[[ STORED DATA, beginning ]]

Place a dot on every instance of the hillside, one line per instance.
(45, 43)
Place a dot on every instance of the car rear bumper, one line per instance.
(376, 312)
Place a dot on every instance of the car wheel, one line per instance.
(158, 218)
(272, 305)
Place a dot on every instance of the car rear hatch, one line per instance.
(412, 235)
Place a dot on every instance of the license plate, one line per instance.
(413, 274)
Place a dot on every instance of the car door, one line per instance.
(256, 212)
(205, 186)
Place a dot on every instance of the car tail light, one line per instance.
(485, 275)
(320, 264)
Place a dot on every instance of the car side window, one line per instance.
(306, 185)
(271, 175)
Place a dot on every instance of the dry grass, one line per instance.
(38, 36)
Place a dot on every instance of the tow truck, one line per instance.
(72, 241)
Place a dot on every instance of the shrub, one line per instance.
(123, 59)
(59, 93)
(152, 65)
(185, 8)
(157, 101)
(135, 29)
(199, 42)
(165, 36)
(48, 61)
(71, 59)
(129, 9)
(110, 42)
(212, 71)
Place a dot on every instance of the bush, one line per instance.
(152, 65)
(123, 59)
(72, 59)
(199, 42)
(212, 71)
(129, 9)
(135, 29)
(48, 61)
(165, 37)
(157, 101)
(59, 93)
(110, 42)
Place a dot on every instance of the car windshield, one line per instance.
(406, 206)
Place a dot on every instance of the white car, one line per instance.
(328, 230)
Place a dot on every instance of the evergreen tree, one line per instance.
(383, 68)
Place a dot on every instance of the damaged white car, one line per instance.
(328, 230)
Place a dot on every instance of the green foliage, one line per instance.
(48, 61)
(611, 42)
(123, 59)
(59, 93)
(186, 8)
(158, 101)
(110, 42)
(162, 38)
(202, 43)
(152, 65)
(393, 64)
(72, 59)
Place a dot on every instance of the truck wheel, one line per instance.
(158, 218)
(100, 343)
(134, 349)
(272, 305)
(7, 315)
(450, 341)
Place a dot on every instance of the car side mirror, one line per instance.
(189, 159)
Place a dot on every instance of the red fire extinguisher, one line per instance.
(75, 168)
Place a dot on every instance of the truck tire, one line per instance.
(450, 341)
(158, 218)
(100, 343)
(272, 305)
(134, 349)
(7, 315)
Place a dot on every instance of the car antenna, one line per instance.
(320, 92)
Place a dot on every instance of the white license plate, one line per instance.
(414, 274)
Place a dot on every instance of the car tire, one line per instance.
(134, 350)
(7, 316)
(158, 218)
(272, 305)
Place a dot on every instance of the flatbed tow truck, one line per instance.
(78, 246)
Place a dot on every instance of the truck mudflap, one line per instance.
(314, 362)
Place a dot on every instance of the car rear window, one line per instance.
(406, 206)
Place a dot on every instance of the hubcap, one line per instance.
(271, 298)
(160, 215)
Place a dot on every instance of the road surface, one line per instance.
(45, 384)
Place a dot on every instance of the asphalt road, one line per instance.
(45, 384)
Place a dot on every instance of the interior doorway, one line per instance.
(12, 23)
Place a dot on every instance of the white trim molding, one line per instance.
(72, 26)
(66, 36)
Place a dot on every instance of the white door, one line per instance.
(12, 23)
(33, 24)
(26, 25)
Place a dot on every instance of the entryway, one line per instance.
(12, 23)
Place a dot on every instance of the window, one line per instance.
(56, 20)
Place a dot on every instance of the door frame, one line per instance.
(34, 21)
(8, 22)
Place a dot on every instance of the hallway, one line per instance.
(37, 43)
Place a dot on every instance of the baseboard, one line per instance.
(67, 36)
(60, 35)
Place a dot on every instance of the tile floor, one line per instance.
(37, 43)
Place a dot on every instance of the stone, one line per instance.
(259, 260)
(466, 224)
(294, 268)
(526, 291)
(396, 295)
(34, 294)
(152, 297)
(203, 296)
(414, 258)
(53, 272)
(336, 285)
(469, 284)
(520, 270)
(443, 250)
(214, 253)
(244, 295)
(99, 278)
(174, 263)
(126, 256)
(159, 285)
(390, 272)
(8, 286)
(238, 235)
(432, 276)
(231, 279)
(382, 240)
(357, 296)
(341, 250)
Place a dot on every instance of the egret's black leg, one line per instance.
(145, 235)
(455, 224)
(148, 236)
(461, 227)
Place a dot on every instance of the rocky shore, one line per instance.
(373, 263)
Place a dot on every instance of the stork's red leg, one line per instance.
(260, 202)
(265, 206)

[[ STORED DATA, end ]]

EXERCISE REQUIREMENTS
Restate the records above word for word.

RESPONSE
Place a dot on every instance of the hillside, one line per instance.
(45, 43)
Place a dot on every instance of the car rear bumper, one line per instance.
(376, 312)
Place a dot on every instance of the car wheel, one line per instance.
(158, 218)
(272, 305)
Place a dot on every instance of the car rear hatch, one line per instance.
(412, 235)
Place a dot on every instance of the license plate, one line per instance.
(413, 274)
Place a dot on every instance of the car door, one line per instance.
(256, 212)
(205, 186)
Place a dot on every instance of the car tail light, one line per instance.
(485, 275)
(320, 264)
Place a dot on every instance of the car side window, one line per instance.
(306, 185)
(271, 175)
Place a dot on every instance of the dry grass, one line per instance.
(38, 36)
Place a dot on every instance of the tow truck, one line per instance.
(72, 241)
Place a dot on every instance of the shrub, one line per instance.
(123, 59)
(59, 93)
(152, 65)
(185, 8)
(157, 101)
(135, 29)
(199, 42)
(165, 36)
(48, 61)
(71, 59)
(129, 9)
(110, 42)
(212, 71)
Place a dot on every instance of the bush, one line per instance.
(152, 65)
(123, 59)
(72, 59)
(199, 42)
(212, 71)
(129, 9)
(135, 29)
(48, 61)
(165, 37)
(157, 101)
(59, 93)
(110, 42)
Place a dot on every instance of the car windshield, one line per instance.
(406, 206)
Place a dot on every instance of the white car, one line per instance.
(328, 230)
Place a dot on every instance of the evergreen tree, one line per instance.
(383, 68)
Place a dot on every instance of the damaged white car, one line per instance.
(328, 230)
Place a dot on every instance of the green foliage, one line per instance.
(48, 61)
(611, 42)
(123, 59)
(59, 93)
(186, 8)
(158, 101)
(110, 42)
(162, 38)
(202, 43)
(152, 65)
(393, 64)
(72, 59)
Place a dot on every instance of the truck wheel, one line per instance.
(158, 218)
(100, 343)
(134, 349)
(272, 305)
(7, 315)
(450, 341)
Place a dot on every instance of the car side mirror, one line per instance.
(189, 159)
Place a dot on every instance of the red fire extinguisher, one line per instance.
(75, 168)
Place a dot on every instance of the truck tire, one line per instance.
(450, 341)
(158, 218)
(100, 343)
(272, 305)
(134, 349)
(7, 315)
Place a dot on every instance of the car antenna, one line per instance.
(320, 92)
Place a dot on every instance of the white license plate, one line per instance.
(414, 274)
Place a dot on every instance of the car tire, one line per instance.
(134, 350)
(7, 316)
(158, 218)
(272, 305)
Place a dot on every instance of the flatbed tow truck, one line per instance.
(78, 246)
Place a dot on every instance of the truck mudflap, one line per instance.
(314, 362)
Place a dot on every instance of the car rear window, one line per instance.
(406, 206)
Place a dot on every instance of the hubcap, one line per instance.
(271, 298)
(160, 215)
Place a dot on every instance of the road surface, one line per instance.
(45, 384)
Place a dot on every instance of the asphalt road, one line per instance.
(45, 384)
Place a dot on every instance of the interior doorway, one line per instance.
(12, 23)
Place a dot on every instance of the white trim molding, one line per instance.
(72, 26)
(66, 36)
Place a dot on every instance of the white door, one line per instance.
(12, 23)
(33, 24)
(26, 25)
Place a dot on every instance of the entryway, one line per instance.
(12, 23)
Place a dot on every instance of the window, one line per instance.
(56, 20)
Place a dot on every instance of the door frame, one line per instance.
(34, 21)
(8, 22)
Place a dot on every instance of the hallway, one line per instance.
(37, 43)
Place a dot on every instance of the baseboard, one line per instance.
(67, 36)
(60, 35)
Place a dot on every instance of the tile floor, one line per instance.
(37, 43)
Place a dot on every instance of the stone, one line per instance.
(259, 260)
(466, 224)
(294, 268)
(526, 291)
(396, 295)
(34, 294)
(152, 297)
(203, 296)
(414, 258)
(53, 272)
(336, 285)
(469, 284)
(520, 270)
(443, 250)
(214, 253)
(244, 295)
(99, 278)
(174, 263)
(126, 256)
(159, 285)
(390, 272)
(8, 286)
(238, 235)
(432, 276)
(231, 279)
(382, 240)
(357, 296)
(341, 250)
Place a dot on every instance of the egret's black leg, one line per instance.
(145, 235)
(455, 224)
(148, 236)
(461, 227)
Place a dot on every instance of the rocky shore, one line per instance.
(373, 263)
Place a dot on every instance of the stork's red leg, one line per instance.
(260, 202)
(265, 206)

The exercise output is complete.